------ RECORDS SHOWN

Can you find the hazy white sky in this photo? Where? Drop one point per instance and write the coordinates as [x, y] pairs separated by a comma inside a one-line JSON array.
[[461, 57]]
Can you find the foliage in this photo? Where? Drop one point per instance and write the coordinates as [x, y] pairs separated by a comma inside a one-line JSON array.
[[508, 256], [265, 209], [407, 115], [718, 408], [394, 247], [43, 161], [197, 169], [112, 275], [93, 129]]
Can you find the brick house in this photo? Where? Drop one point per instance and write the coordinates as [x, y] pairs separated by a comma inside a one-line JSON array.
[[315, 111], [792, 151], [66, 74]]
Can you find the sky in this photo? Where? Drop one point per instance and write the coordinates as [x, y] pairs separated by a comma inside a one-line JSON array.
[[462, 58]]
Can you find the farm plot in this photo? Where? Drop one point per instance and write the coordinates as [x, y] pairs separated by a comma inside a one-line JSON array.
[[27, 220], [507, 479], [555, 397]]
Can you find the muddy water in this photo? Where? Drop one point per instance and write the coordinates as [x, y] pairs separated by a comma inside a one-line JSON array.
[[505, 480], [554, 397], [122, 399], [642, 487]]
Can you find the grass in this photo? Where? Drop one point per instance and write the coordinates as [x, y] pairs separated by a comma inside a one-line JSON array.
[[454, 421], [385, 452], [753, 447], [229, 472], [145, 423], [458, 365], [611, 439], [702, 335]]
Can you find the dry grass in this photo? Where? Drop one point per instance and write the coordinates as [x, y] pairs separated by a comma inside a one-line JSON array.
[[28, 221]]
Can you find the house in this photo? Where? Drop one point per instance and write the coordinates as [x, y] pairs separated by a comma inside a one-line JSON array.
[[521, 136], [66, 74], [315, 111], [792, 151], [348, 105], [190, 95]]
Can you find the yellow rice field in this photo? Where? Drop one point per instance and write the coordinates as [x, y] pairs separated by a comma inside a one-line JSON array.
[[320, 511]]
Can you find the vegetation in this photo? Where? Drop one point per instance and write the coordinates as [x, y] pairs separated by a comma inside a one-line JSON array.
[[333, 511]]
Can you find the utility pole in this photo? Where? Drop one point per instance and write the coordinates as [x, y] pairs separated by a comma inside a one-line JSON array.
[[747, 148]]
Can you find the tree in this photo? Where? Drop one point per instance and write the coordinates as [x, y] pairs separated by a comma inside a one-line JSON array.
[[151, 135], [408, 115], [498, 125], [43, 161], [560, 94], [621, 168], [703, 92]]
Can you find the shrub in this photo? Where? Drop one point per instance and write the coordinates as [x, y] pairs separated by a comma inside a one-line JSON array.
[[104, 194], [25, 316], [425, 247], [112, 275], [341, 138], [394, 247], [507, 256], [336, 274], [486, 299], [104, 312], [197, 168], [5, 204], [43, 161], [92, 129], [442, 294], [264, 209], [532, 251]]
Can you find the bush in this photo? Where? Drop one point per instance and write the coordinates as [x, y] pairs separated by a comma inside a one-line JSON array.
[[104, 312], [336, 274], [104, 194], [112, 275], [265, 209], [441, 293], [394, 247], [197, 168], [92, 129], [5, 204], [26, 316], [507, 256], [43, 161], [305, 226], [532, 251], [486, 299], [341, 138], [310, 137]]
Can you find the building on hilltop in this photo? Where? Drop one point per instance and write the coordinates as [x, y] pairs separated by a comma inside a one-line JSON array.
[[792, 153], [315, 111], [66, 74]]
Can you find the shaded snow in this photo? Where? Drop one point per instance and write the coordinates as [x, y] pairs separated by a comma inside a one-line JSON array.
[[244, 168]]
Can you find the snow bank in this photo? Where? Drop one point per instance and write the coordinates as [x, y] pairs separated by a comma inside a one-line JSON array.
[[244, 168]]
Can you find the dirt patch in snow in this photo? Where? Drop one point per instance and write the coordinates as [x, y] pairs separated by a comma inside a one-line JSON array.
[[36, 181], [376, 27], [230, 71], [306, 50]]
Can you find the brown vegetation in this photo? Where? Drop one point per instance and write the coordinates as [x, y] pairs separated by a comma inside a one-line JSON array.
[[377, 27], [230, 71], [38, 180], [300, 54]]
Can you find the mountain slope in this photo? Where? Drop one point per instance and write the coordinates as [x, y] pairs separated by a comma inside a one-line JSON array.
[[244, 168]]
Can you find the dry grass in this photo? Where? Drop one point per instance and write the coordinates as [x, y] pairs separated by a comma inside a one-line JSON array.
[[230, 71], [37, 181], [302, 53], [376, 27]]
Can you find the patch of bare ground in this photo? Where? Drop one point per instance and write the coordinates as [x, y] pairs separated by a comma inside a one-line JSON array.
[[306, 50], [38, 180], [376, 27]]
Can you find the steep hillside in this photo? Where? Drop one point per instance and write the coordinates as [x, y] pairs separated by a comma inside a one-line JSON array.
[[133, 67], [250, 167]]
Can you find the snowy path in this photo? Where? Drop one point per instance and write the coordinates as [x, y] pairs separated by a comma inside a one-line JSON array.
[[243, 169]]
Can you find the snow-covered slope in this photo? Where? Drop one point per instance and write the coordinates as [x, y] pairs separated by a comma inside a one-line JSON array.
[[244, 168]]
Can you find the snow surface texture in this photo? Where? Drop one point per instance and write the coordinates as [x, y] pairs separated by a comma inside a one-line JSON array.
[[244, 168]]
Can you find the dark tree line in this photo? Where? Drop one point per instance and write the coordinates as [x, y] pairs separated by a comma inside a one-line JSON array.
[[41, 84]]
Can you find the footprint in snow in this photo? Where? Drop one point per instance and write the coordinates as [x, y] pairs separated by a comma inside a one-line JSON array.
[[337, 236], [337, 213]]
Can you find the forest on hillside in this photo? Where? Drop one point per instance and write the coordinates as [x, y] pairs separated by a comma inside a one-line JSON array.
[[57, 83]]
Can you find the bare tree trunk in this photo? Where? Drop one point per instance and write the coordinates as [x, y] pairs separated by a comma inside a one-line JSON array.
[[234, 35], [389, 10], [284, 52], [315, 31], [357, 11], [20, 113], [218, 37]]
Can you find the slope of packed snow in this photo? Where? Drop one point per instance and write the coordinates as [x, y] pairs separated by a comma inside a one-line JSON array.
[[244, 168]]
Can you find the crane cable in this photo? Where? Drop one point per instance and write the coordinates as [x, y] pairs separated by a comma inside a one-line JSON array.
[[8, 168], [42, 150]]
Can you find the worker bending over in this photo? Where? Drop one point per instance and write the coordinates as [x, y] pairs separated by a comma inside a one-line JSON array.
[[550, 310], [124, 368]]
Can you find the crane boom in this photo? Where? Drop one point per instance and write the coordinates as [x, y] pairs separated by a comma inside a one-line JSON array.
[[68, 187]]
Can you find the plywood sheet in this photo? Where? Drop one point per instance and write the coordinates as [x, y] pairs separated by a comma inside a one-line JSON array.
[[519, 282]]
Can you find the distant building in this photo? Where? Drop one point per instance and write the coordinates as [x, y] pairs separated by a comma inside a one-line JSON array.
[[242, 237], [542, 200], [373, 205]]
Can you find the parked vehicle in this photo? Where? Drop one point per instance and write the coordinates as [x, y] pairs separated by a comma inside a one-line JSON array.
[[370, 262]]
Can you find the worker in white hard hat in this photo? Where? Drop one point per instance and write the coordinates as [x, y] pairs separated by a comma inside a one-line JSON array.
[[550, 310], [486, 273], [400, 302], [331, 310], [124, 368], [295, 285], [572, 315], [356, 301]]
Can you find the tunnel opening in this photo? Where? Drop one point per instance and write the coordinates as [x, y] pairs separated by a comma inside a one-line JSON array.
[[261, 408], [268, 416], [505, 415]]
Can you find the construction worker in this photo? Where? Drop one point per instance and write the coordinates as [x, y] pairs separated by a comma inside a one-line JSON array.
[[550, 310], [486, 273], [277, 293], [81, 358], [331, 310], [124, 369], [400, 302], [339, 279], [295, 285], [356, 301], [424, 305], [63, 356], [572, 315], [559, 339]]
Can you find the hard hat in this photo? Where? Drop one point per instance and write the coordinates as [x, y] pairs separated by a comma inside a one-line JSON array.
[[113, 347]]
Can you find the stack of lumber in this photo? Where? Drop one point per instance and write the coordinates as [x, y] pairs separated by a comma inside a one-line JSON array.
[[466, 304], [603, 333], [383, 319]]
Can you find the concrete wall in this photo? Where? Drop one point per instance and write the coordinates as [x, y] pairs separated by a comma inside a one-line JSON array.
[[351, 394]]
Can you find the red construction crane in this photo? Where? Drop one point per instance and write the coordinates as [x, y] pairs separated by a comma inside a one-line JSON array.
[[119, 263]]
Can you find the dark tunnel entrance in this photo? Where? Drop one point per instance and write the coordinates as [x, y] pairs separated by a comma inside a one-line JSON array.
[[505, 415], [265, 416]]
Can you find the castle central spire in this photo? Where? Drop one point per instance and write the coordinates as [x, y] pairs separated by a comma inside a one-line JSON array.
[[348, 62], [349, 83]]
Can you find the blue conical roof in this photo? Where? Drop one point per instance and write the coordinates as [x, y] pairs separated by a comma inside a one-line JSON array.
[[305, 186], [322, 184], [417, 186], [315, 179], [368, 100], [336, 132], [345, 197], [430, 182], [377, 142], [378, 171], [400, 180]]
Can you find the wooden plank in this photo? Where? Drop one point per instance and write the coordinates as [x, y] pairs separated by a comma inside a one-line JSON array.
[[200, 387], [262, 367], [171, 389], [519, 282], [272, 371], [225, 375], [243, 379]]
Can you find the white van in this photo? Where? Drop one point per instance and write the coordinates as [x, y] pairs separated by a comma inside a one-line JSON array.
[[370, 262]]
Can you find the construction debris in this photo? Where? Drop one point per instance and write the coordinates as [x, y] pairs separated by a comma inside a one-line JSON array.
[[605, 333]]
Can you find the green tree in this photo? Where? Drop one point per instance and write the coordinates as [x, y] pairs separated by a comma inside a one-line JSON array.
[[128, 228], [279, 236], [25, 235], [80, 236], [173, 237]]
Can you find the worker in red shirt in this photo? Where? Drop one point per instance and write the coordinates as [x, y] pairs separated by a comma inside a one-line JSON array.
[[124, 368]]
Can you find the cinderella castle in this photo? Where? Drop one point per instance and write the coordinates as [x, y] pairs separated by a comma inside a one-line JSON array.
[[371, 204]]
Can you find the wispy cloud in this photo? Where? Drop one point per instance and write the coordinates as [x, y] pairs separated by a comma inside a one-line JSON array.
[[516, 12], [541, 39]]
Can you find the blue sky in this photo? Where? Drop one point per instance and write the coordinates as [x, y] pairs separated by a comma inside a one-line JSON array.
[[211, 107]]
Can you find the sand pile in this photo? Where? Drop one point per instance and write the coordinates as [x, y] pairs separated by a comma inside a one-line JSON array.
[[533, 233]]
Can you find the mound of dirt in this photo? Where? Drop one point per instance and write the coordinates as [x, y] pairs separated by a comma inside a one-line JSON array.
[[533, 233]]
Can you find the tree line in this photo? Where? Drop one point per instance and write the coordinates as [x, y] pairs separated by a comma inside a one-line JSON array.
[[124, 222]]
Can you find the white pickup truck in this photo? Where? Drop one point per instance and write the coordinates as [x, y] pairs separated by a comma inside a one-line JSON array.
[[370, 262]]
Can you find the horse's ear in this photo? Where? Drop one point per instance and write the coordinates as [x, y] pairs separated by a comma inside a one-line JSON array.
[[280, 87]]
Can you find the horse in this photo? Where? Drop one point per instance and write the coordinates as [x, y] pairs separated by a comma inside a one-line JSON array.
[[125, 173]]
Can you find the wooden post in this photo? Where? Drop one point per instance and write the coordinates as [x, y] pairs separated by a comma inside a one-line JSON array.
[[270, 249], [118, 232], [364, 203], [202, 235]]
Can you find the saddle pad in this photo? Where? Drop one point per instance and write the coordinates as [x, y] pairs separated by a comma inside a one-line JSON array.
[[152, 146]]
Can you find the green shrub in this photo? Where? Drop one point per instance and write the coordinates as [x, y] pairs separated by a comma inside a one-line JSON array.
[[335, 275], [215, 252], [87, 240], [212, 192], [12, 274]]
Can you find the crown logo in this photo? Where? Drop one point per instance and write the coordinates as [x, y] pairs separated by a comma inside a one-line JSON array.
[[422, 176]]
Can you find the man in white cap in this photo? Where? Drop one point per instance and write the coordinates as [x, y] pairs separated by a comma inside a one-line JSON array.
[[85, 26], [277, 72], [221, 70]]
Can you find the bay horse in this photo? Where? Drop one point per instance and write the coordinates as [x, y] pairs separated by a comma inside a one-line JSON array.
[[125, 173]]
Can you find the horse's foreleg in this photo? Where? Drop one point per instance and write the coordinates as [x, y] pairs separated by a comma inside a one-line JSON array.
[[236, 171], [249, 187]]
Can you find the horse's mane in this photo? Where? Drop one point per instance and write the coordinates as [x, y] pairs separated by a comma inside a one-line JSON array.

------------

EXERCISE GOAL:
Convert the lines starting at the one containing "Can you find the yellow" and ending at the one containing "209], [532, 251]]" into a numbered list, omitting any blank lines.

FINISHED TASK:
1. Can you find the yellow rice field in this photo? Where? Drop one point per instance and write the coordinates as [x, y] pairs separated by a comma inside a one-line JSON array.
2. [[320, 511]]
3. Can you find the vegetation in this photo? Where? Drop one point per instance and write the coordinates as [x, y] pairs separated by a comma inside a one-line JSON array.
4. [[333, 511]]
5. Can you find the utility pole in this photo? Where? Drop one point per instance and write the coordinates as [x, y] pairs separated by a comma inside a one-line JSON array.
6. [[747, 148]]
7. Can you find the tree in this photo? Where? Drop one point per instance and write the coordinates as [x, y] pairs separated by a comma inside a one-line JSON array.
8. [[151, 135], [408, 115], [498, 125], [43, 161], [560, 94], [621, 168], [703, 92]]
9. Can you find the shrub in this photo? Where? Drop one point per instance and write the coordinates as [x, y] pairs separated by a comma inside a one-line JSON array.
10. [[104, 194], [25, 316], [425, 247], [112, 275], [341, 138], [394, 247], [507, 256], [336, 274], [486, 299], [104, 312], [197, 168], [5, 204], [43, 161], [92, 129], [442, 294], [264, 209], [532, 251]]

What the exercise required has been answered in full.